* [Aim] Copy the items below verbatim, starting at the line that contains "of the front" and ending at the last line of the items.

* [Coordinate annotation entries]
·····

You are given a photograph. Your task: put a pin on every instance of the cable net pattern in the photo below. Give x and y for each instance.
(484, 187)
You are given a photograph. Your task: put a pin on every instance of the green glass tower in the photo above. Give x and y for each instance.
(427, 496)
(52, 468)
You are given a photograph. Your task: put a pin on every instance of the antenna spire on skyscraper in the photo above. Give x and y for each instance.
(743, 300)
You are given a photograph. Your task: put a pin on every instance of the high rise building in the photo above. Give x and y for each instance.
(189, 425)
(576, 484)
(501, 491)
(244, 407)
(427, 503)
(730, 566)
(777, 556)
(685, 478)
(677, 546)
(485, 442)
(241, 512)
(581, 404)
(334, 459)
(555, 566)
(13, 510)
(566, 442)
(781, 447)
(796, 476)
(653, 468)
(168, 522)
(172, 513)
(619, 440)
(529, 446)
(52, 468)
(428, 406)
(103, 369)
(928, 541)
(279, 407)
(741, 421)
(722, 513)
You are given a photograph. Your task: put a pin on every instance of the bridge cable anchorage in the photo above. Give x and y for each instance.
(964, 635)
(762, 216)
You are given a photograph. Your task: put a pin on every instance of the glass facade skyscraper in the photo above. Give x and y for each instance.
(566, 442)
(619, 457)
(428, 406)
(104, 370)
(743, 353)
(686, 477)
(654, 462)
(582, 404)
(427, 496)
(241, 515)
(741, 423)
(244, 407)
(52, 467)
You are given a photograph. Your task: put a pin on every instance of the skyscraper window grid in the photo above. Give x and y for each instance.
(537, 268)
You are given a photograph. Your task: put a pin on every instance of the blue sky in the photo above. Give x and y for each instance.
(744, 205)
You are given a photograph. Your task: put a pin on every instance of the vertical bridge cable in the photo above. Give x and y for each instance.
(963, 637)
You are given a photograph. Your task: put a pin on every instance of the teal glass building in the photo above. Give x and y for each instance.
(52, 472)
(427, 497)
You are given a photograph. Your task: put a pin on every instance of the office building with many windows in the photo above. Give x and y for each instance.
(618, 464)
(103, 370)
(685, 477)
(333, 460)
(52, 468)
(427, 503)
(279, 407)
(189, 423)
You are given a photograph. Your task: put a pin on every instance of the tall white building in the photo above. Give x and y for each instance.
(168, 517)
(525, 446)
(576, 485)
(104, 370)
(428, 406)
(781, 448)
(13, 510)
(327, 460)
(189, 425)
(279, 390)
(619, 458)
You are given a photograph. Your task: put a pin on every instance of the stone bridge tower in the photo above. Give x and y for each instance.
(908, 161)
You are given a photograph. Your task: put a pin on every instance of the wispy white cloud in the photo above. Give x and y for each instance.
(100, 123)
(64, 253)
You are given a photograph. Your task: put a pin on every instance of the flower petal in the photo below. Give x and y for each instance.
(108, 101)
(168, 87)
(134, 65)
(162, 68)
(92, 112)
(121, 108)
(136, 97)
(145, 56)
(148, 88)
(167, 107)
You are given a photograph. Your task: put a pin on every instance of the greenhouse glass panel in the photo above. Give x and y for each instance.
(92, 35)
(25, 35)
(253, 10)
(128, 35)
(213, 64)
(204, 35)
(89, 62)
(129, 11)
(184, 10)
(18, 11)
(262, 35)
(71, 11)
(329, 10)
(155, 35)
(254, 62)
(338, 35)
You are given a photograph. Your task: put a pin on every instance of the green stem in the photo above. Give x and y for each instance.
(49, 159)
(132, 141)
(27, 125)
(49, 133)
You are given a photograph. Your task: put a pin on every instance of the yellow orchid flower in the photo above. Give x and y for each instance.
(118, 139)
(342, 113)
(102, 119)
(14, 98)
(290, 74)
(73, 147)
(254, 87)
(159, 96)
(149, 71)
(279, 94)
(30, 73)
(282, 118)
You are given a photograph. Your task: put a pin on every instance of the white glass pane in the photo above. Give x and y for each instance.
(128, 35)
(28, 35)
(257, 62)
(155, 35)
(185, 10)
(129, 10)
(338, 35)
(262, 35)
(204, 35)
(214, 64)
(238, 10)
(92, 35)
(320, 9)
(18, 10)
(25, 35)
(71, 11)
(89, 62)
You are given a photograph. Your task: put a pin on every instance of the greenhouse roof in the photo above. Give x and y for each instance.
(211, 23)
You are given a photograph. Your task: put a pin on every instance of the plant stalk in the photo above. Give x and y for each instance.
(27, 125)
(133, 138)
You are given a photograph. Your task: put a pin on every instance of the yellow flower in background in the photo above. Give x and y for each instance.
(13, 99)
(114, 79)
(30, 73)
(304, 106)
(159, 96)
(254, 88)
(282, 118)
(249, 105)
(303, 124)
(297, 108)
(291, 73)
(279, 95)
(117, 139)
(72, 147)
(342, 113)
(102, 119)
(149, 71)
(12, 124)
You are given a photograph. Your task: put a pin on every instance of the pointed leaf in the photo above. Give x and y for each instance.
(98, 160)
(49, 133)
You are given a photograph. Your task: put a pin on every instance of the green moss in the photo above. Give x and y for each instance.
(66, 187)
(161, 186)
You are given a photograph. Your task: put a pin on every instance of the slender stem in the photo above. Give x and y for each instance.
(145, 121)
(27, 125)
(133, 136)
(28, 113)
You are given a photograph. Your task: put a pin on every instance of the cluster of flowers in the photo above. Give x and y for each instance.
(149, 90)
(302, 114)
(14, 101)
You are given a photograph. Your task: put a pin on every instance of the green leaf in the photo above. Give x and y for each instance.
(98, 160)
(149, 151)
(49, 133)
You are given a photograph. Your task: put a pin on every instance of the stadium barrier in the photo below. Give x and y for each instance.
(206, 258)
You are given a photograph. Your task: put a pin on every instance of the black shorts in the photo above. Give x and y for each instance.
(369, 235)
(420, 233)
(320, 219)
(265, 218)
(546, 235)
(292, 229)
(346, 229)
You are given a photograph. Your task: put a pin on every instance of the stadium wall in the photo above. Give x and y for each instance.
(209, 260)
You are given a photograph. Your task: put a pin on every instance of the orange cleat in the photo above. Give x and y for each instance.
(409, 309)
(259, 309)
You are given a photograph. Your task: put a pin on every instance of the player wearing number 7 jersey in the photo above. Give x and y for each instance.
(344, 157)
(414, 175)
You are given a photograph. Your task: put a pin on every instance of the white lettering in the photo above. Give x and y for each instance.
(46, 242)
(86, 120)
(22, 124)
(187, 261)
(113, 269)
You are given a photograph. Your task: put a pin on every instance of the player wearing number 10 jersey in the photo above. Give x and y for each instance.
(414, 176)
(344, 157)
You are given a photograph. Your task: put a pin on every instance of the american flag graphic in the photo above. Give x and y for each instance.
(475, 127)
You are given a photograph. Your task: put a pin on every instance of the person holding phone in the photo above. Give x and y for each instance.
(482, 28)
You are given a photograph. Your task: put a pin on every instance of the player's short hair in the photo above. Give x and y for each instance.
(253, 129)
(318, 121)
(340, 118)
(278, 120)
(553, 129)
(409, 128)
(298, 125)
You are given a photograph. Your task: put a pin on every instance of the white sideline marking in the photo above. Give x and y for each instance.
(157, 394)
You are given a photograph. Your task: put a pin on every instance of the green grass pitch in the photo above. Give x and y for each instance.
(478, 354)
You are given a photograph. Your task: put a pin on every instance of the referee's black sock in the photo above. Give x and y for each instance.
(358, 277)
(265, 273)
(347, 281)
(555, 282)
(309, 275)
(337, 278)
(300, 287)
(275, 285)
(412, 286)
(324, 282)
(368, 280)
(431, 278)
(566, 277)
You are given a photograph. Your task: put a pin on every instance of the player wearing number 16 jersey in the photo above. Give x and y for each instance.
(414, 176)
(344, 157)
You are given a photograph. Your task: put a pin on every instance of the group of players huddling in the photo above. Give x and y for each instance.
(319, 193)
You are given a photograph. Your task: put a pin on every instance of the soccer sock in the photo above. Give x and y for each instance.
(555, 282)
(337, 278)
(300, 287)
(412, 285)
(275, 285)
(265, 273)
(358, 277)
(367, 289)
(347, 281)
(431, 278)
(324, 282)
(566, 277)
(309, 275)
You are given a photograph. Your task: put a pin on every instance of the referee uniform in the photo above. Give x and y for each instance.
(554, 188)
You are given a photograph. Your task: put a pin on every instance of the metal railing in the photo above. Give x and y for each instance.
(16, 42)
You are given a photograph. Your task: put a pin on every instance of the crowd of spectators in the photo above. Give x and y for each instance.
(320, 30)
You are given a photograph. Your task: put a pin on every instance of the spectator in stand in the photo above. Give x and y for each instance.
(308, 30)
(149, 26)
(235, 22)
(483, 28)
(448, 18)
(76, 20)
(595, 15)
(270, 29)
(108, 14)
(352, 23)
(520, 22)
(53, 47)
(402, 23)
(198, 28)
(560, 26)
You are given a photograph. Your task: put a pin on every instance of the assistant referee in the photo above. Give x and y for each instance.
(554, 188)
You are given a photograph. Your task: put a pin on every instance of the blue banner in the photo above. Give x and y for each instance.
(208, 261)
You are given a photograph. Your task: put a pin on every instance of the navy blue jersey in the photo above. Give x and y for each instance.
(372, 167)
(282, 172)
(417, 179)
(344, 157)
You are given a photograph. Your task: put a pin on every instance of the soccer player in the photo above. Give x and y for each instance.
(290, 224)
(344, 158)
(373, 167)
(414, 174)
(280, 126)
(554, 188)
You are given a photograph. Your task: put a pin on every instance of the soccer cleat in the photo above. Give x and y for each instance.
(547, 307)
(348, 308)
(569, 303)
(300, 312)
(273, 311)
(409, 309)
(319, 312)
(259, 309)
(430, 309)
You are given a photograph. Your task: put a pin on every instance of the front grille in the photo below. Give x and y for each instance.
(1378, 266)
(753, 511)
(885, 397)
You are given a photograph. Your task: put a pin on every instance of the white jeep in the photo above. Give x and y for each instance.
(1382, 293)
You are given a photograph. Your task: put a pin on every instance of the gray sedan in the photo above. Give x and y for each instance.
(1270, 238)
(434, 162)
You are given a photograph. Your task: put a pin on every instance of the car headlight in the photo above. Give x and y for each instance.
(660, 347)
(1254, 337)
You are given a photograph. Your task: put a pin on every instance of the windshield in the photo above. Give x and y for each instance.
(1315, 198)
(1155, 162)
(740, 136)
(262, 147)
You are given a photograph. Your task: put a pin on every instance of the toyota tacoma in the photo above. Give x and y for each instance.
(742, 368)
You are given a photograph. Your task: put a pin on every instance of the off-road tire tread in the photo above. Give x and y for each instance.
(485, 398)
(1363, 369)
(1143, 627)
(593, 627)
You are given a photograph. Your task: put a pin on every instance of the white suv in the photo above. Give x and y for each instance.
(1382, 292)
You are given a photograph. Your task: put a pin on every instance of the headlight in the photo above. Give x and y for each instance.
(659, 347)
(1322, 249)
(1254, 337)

·····

* [Completed exercise]
You are given a photograph. Your task: put a pin on every instance of the front grille in the photo below. Give x and y for each instance.
(1378, 266)
(753, 511)
(885, 397)
You are given a photograph. Your task: put a pin on every instance of the white jeep in the photo above. Give x and y for each instance.
(1382, 293)
You are given a photograph. Your task: put a pin on every instance of the gray sedan in the photo above. Give x and y for each instance.
(1270, 238)
(434, 162)
You are given a photograph. Your task: put a pin on every instance of the car headlight in the photo above. Give x and y for each instance.
(660, 347)
(1254, 337)
You are given a photograph. Your task: put a pin on every instance of the windshield in the photo above. Give x and y for each instance.
(1315, 198)
(1155, 162)
(740, 136)
(262, 147)
You are given a photograph. Your task: put a pin on every instance of the toyota tacoma in the photo above. Give x and y for each instance.
(742, 368)
You are given a photograph. Your task: put a pin on every instance of the off-road tire tread in the photo above. Give x and y for each instance.
(485, 398)
(1363, 369)
(1143, 627)
(593, 627)
You are given a photograph. Your task: put a pin on every instance of the white suv in the photo above. Give x and y for each instance.
(1382, 292)
You are given a photograph. Your task: put a pin on every instance of the headlight in the photo above. Give x and y for each instance.
(659, 347)
(1322, 249)
(1254, 337)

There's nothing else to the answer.